• [Texto mostrado]:
Hola, pregunto, el sistema se utiliza por 1ra. vez? El conexionado eléctrico es decente?  Están bien seteados los parámetros en el variador, para el motor implementado? Si todo lo anterior está correcto y el motor correctamente conectado, entonces el  variador puede tener un problema en el módulo de salida o el motor tiene fugas o bien dicho motor tiene que arrastrar una carga inercial muy alta en el arranque y la rampa de aceleración es muy corta. Pero para saber ello, es necesario acudir a la tabla de errores, cómo mencionan los compañeros.


----------



## pandacba (Abr 9, 2015)

En programación standard se mueve o es ago que paso ahora al programarlo, he trabajado con muchos variadores, y si te dejas algún detalle no funcionan, he trabajdos con los atlvivar de telemecanique los de Weg, los de danfos, hitachi y varias marcas más, me dedico a la automatización de máquinas y procesos


----------



## ecotronico (Abr 9, 2015)

Hola nuevamente:

El manual pide verificar el parámetro 20 (bloqueo), ya lo revisaste?

Existe la posibilidad restaurar a padrón de fábrica?
Inténtalo y haz las pruebas nuevamente.

También verifica si en modo local es necesario activar alguna entrada digital, tipo Habilita Deshabilita.

Finalmente, si no funciona, es un problema electrônico.
Ahí tendrías que probar placa de control, IGBT, circuito de disparo, etc.


----------



## jucegu (Abr 9, 2015)

• [Filas proporcionadas]:
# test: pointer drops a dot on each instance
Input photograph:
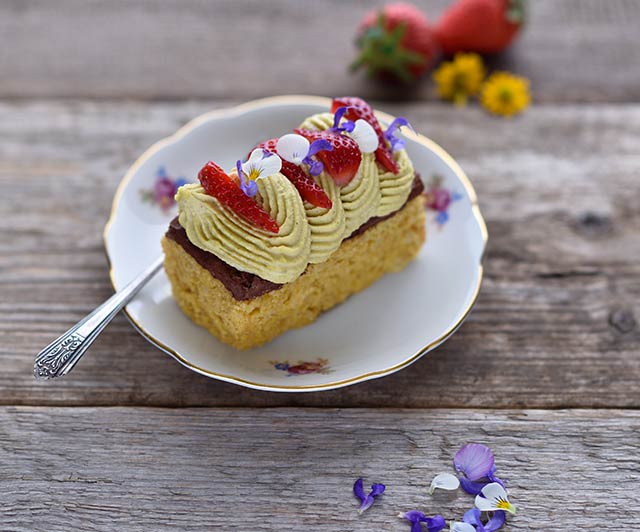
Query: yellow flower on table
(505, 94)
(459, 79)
--
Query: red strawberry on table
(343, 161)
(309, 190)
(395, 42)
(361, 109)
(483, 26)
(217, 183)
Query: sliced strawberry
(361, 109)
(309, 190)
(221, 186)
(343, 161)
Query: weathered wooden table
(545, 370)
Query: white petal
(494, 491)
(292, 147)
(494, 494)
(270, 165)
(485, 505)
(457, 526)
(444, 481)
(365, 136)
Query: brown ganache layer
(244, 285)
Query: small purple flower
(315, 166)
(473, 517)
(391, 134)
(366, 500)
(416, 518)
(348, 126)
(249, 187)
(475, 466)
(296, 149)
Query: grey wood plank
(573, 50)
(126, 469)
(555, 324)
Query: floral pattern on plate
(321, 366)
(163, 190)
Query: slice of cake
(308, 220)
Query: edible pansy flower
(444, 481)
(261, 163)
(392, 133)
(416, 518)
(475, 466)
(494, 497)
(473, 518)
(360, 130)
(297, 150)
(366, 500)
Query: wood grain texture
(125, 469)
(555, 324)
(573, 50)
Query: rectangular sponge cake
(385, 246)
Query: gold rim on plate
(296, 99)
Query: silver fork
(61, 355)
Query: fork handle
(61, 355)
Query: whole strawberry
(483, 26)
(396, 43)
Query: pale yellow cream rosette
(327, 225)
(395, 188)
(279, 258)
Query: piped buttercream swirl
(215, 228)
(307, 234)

• [Tareas a realizar]:
1) Transcribe del hilo sobre el variador todo lo que va desde "También verifica si" hasta "un problema electrônico.".
2) ¿Cuántas líneas de las filas contienen la palabra "yellow"? Distingue entre mayúsculas y minúsculas y responde solo con el número.

• [Respuestas completas]:
1)
También verifica si en modo local es necesario activar alguna entrada digital, tipo Habilita Deshabilita.

Finalmente, si no funciona, es un problema electrônico.

2) 2